WORK REQUEST
Search the entries for the word "baseball". Copy every line where it turns up.

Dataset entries
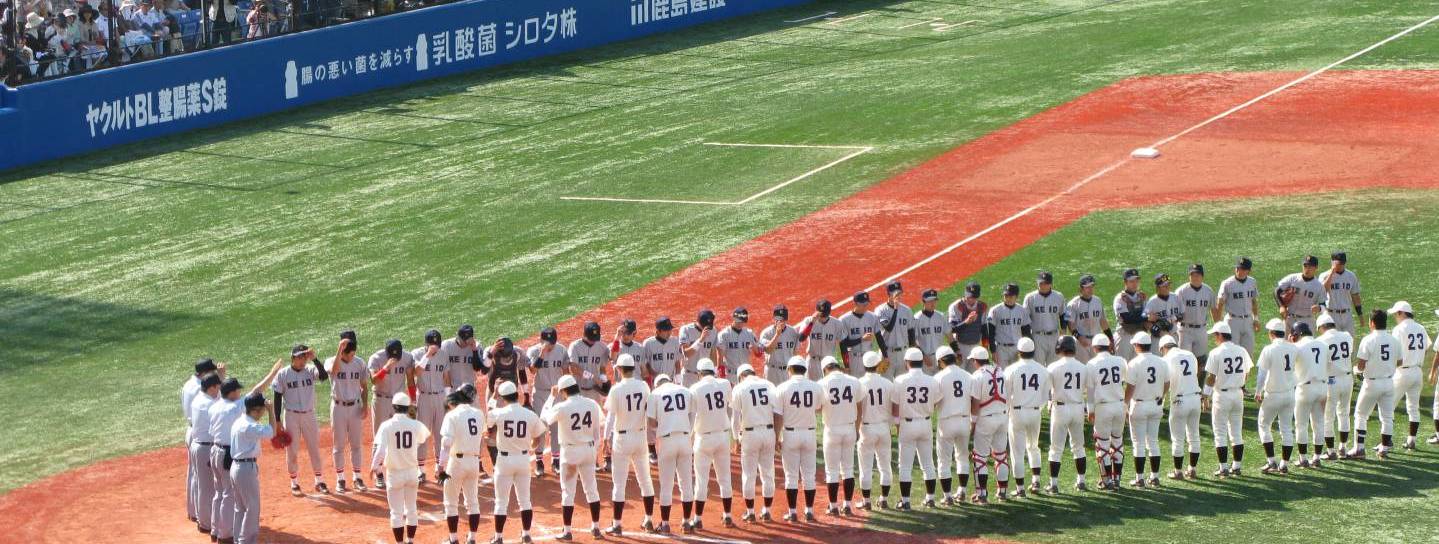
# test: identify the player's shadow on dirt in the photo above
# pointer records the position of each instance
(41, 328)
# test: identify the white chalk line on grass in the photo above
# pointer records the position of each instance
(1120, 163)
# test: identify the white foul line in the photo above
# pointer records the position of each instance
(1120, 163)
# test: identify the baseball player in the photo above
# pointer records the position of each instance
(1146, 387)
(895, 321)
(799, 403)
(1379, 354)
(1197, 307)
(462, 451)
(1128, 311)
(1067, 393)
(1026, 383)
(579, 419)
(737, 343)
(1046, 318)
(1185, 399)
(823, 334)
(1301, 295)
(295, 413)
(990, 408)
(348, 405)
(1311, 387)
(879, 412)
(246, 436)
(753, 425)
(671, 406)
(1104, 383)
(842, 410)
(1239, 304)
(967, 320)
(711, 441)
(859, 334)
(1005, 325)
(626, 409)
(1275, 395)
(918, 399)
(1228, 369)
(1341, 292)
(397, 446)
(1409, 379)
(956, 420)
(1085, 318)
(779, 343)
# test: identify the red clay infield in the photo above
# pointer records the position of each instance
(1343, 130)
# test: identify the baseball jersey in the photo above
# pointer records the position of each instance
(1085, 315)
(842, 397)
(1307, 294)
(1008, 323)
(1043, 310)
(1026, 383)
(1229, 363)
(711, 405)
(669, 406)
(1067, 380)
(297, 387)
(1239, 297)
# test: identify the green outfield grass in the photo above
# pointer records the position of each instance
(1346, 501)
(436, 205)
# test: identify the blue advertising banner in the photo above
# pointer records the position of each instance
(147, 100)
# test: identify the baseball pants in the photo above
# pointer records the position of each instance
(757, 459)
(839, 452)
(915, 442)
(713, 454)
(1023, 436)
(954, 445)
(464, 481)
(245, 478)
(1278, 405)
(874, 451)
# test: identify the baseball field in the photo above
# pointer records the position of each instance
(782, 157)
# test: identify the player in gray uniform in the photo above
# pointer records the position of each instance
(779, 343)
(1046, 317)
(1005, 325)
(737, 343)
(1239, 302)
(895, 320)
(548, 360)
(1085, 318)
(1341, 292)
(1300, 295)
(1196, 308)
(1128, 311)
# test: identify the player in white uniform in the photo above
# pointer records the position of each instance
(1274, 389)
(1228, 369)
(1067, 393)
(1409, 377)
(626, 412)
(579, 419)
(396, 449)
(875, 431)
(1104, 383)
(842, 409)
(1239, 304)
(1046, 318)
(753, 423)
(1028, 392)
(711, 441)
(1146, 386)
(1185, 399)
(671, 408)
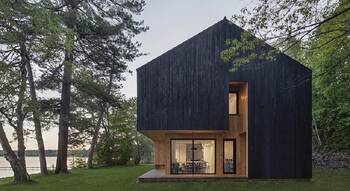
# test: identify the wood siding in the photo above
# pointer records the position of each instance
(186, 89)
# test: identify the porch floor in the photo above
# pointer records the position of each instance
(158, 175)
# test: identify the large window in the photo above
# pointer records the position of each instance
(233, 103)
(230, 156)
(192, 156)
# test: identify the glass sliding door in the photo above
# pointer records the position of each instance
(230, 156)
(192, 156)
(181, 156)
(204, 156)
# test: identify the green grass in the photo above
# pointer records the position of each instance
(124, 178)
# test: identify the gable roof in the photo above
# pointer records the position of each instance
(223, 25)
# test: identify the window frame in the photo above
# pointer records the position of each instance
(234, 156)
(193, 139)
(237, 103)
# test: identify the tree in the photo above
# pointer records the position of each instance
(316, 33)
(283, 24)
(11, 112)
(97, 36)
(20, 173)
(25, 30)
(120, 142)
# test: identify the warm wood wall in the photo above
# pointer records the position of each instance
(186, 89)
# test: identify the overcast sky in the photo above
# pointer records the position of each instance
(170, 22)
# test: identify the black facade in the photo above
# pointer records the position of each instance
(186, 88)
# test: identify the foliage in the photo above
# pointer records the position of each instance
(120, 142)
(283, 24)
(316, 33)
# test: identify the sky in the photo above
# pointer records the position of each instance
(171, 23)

ANSWER FOR THIS EXERCISE
# test: identify the baseball player in the photo above
# test: identify the baseball jersey in the photo above
# test: identify the baseball pants in the photo above
# test: identify the baseball field in the photo above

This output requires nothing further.